BEGIN PROVIDED RECORDS
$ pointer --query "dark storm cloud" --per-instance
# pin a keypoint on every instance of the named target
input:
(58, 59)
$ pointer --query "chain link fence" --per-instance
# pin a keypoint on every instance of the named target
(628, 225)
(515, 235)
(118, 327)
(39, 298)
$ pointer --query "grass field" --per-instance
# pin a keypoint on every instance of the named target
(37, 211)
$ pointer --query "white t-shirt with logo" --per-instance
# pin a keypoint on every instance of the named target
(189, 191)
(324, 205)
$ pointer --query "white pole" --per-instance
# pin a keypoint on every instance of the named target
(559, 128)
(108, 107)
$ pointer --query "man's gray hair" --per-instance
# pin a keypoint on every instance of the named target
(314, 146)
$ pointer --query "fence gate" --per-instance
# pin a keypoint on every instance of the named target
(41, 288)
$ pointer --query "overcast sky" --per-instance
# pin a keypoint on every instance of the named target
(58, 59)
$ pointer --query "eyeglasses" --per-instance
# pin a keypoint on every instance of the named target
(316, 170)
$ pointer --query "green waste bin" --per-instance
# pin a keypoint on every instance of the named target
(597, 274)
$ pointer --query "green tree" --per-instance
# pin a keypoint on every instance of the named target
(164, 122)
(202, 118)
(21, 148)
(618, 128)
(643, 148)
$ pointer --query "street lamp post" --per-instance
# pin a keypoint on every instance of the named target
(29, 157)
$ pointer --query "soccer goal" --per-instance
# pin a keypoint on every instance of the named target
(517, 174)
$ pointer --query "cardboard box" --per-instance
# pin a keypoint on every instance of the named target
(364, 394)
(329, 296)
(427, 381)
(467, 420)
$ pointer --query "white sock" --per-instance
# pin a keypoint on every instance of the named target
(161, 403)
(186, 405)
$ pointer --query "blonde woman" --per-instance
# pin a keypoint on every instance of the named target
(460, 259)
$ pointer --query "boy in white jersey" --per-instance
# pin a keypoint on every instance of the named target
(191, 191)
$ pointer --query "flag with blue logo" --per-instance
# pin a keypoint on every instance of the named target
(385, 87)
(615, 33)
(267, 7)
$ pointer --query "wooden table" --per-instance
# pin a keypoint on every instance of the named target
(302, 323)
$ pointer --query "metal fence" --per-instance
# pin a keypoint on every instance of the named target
END PROVIDED RECORDS
WHAT YOU NEED TO DO:
Reproduce each entry from the records above, character for character.

RESULT FOR THIS EXERCISE:
$ pointer --query "dark storm cloud" --per-instance
# pin a keypoint on every instance of the named target
input:
(58, 59)
$ pointer --query "chain link fence" --per-instance
# pin a keypoint on every instance of the named target
(628, 225)
(515, 235)
(118, 327)
(39, 298)
$ pointer --query "grass field" --per-instance
# pin a keypoint on every instance of the named target
(37, 211)
$ pointer --query "white t-shirt with logo" --per-instance
# pin a keypoint on every instance of the named target
(189, 191)
(324, 205)
$ pointer --query "white pole" --per-instance
# pin a keypoint on every instance of the named target
(559, 128)
(108, 107)
$ pointer --query "man's gray hair" --per-instance
# pin a keypoint on every instance of the named target
(314, 146)
$ pointer --query "fence gate" --per-instance
# pin a keypoint on every instance of the named target
(41, 288)
$ pointer --query "overcast sky" --per-instance
# pin a keypoint on every instance of the named target
(58, 59)
$ pointer --query "eyeglasses" --per-instance
# pin a keypoint on every instance of the named target
(316, 170)
$ pointer --query "green waste bin" --per-instance
# pin a keypoint on every instance of the named target
(597, 274)
$ pointer --query "green tree" --per-instance
# pin a keypoint on every instance of the named target
(164, 122)
(202, 118)
(21, 148)
(618, 128)
(643, 148)
$ pointer --query "street lamp post" --per-instance
# pin a keypoint on every instance of the named target
(29, 157)
$ pointer --query "soccer goal" --per-instance
# pin a keypoint on every instance of the named target
(517, 174)
$ pointer --query "cardboard box" --per-instance
# pin a keypoint on every instance of the named target
(364, 394)
(329, 296)
(427, 381)
(467, 420)
$ pointer --query "white sock" --per-instance
# pin a keypoint on every instance of the named target
(161, 403)
(186, 405)
$ pointer --query "blonde woman" --per-instance
# pin a keypoint on every instance of the named target
(460, 259)
$ pointer --query "boy in white jersey" --per-instance
# pin a keypoint on every instance of the named target
(191, 191)
$ pointer --query "flag with blue logo" --per-instance
# pin a keypoint on every instance of the named target
(385, 87)
(615, 33)
(267, 7)
$ pointer --query "wooden table" --per-instance
# pin a keypoint on every instance of the named target
(302, 323)
$ pointer --query "metal fence" --per-instance
# pin a keypoint on every instance of the named target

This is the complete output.